Please reproduce the final stretch of the listing below: the line that contains "Task: locate the orange necktie" and all lines after it, verbatim, with nothing else.

┌────────

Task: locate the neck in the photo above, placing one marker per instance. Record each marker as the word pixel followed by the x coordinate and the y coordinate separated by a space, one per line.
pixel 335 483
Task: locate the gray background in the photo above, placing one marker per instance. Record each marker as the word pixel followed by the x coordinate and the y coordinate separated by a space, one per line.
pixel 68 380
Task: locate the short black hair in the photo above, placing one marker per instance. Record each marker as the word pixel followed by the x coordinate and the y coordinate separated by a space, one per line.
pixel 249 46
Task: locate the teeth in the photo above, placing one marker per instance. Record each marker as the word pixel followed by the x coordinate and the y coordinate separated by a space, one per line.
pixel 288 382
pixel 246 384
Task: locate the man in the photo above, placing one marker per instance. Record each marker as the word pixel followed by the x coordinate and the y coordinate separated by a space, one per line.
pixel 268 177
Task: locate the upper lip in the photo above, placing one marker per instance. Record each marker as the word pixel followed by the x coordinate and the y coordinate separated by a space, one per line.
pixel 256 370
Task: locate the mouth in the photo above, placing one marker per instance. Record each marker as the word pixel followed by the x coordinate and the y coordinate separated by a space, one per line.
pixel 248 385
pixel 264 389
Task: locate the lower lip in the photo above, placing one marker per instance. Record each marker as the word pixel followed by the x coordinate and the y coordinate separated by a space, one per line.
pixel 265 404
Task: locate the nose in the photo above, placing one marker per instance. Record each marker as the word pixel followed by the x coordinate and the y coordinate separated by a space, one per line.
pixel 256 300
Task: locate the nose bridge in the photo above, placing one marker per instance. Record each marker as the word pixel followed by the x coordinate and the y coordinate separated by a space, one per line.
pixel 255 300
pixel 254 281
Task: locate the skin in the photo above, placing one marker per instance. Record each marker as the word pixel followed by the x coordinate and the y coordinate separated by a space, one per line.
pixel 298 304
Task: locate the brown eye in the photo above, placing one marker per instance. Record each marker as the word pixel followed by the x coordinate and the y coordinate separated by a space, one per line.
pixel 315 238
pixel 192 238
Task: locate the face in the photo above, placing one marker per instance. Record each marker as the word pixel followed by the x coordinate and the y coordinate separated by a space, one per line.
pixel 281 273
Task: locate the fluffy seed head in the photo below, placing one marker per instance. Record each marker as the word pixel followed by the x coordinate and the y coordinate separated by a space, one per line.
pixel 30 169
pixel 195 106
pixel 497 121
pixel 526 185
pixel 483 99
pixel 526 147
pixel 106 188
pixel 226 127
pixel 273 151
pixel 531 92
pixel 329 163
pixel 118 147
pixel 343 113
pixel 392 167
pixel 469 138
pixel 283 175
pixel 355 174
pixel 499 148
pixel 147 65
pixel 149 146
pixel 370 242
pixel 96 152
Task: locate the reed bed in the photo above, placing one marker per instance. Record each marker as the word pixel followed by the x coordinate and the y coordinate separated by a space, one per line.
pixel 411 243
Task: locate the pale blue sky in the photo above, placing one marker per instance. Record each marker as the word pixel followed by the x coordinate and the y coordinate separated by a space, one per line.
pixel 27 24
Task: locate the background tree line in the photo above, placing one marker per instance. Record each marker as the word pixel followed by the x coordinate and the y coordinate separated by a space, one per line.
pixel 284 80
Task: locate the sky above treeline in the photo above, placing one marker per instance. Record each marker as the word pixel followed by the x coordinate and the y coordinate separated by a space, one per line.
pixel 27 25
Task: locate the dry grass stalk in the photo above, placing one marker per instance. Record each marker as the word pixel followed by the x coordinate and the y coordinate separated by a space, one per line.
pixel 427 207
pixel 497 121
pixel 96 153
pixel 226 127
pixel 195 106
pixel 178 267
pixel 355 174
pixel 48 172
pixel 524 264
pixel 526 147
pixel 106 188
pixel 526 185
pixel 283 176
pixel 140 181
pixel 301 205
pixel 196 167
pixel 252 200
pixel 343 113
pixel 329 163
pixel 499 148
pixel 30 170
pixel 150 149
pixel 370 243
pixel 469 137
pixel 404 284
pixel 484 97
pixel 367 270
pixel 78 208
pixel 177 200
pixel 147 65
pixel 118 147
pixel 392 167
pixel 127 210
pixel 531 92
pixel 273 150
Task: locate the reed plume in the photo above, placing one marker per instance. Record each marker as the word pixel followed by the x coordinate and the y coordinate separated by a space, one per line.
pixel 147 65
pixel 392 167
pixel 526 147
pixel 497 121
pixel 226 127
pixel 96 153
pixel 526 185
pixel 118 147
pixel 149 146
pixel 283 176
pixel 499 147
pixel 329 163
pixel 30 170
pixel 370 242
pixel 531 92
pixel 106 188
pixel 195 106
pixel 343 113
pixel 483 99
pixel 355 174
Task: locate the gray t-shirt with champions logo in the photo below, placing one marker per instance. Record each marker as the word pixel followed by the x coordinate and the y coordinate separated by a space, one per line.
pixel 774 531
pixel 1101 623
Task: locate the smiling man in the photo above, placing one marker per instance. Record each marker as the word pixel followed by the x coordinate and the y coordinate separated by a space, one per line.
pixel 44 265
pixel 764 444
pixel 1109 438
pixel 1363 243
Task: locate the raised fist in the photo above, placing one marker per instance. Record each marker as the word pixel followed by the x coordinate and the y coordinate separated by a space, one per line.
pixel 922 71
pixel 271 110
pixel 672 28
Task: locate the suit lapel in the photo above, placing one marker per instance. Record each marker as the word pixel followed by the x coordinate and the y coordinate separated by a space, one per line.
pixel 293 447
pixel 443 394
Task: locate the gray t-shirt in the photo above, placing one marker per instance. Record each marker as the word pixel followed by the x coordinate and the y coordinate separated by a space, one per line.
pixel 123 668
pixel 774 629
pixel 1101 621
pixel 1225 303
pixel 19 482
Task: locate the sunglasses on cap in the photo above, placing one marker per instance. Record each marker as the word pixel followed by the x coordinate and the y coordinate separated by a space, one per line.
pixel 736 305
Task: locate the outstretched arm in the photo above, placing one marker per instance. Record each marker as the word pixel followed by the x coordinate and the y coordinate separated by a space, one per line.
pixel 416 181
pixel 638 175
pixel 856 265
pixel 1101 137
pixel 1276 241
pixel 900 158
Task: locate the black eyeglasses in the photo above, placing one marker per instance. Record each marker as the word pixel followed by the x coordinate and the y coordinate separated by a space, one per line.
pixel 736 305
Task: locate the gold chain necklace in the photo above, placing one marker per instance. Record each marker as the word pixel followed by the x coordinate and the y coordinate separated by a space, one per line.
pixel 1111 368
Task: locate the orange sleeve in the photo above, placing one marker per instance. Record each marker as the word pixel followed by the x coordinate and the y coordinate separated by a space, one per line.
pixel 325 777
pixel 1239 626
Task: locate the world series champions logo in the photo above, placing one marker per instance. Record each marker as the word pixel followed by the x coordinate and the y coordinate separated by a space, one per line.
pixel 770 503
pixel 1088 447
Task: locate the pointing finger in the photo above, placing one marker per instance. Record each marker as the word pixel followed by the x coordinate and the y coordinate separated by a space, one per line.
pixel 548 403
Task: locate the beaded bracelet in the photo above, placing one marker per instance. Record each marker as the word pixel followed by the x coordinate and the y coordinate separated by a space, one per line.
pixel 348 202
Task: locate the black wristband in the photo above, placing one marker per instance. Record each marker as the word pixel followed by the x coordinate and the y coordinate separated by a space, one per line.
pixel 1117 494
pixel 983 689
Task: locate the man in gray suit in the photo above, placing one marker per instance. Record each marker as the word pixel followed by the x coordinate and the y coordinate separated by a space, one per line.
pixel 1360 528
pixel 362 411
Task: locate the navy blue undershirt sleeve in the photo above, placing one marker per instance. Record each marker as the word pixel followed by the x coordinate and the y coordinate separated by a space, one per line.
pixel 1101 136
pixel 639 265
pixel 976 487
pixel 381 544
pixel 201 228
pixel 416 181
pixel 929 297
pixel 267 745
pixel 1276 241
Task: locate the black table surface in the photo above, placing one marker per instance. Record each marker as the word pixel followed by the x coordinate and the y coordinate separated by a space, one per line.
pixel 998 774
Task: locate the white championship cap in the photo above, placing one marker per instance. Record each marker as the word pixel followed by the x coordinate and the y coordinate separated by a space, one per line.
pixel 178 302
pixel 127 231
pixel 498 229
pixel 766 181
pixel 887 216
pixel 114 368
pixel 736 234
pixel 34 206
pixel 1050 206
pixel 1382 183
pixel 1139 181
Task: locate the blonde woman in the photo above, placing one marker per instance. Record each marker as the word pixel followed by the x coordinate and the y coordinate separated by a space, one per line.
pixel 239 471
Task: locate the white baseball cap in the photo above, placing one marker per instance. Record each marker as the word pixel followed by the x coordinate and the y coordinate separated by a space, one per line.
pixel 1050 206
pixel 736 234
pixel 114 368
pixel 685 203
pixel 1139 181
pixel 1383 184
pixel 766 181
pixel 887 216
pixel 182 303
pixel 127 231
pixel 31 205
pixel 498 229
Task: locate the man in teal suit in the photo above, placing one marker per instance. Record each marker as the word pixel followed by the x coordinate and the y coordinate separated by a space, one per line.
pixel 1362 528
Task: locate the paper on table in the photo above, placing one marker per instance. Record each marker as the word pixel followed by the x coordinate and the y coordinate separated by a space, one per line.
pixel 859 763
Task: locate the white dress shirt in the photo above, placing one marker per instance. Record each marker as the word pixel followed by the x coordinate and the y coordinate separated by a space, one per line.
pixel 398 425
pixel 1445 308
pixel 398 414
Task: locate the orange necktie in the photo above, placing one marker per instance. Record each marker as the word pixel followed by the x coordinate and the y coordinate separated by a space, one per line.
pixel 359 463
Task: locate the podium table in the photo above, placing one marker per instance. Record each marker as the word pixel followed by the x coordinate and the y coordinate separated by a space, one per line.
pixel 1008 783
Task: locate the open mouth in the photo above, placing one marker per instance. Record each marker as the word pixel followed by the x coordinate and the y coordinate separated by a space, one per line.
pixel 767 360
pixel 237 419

└────────

- Written solution:
Task: locate the orange necktie in the photo above, placing one marker per instance. Record each marker as the word pixel followed by the x coordinate and the y coordinate separated by a space, one per line.
pixel 359 463
Task: locate the podium table in the photo above, placing one marker per instance. Record each marker as the word pixel followed by the x coordinate and the y coordinate separated by a space, one per line.
pixel 1008 783
Task: locate the open mouth in the photo above, placing one marker per instance. Record each marker as the word pixel followed by the x coordinate and the y coordinate separated by a space, one per line.
pixel 767 360
pixel 237 419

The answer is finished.